» **WORK ITEM**: All lines from the one with "Target: statue on pedestal" through the end of the records below are to be given again exactly, and nothing else.

..............................

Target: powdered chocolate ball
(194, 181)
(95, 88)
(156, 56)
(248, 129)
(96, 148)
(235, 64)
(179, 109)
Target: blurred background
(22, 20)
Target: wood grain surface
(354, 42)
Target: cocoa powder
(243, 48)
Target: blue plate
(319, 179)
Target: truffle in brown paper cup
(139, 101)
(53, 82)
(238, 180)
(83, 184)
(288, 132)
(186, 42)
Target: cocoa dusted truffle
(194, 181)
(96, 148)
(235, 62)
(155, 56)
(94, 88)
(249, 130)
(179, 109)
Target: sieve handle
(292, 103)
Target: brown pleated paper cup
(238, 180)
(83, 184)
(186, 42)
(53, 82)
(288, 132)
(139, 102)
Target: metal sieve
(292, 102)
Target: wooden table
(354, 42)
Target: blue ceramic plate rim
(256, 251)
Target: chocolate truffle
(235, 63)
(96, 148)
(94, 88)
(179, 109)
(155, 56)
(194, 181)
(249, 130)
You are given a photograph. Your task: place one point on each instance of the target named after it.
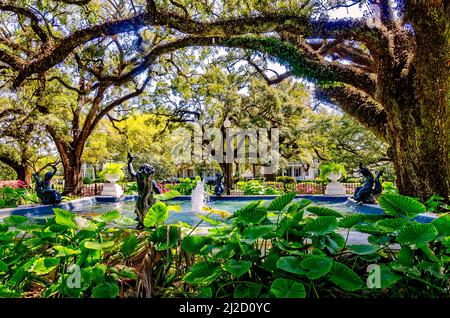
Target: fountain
(199, 197)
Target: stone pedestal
(112, 189)
(335, 188)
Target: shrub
(12, 197)
(389, 187)
(254, 187)
(286, 179)
(186, 185)
(87, 180)
(15, 184)
(335, 167)
(130, 188)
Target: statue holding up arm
(44, 190)
(367, 193)
(146, 189)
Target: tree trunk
(421, 159)
(23, 173)
(419, 125)
(73, 181)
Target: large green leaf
(323, 211)
(247, 290)
(393, 224)
(99, 245)
(64, 251)
(3, 267)
(4, 227)
(156, 215)
(279, 203)
(321, 225)
(106, 290)
(63, 217)
(417, 234)
(44, 265)
(387, 277)
(252, 216)
(218, 251)
(194, 243)
(334, 242)
(203, 273)
(405, 256)
(298, 206)
(317, 266)
(362, 249)
(290, 264)
(15, 220)
(287, 288)
(159, 237)
(349, 221)
(129, 245)
(237, 268)
(209, 220)
(8, 293)
(400, 205)
(344, 277)
(109, 216)
(371, 229)
(442, 224)
(433, 268)
(255, 232)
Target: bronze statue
(146, 188)
(367, 193)
(218, 188)
(44, 190)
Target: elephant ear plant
(73, 256)
(293, 249)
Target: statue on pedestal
(367, 193)
(146, 188)
(44, 190)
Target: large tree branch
(300, 64)
(358, 105)
(301, 25)
(9, 59)
(30, 15)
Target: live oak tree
(22, 143)
(389, 71)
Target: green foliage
(186, 185)
(254, 187)
(436, 204)
(400, 205)
(389, 187)
(112, 168)
(326, 169)
(286, 179)
(12, 197)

..............................

» **EXERCISE RESPONSE**:
Target: statue on pedestal
(367, 193)
(146, 188)
(44, 190)
Target: large tree branch
(300, 64)
(358, 105)
(301, 25)
(9, 59)
(30, 15)
Target: live oak tree
(22, 143)
(389, 71)
Target: green foliage
(186, 185)
(254, 187)
(436, 204)
(400, 205)
(389, 187)
(112, 168)
(326, 169)
(286, 179)
(12, 197)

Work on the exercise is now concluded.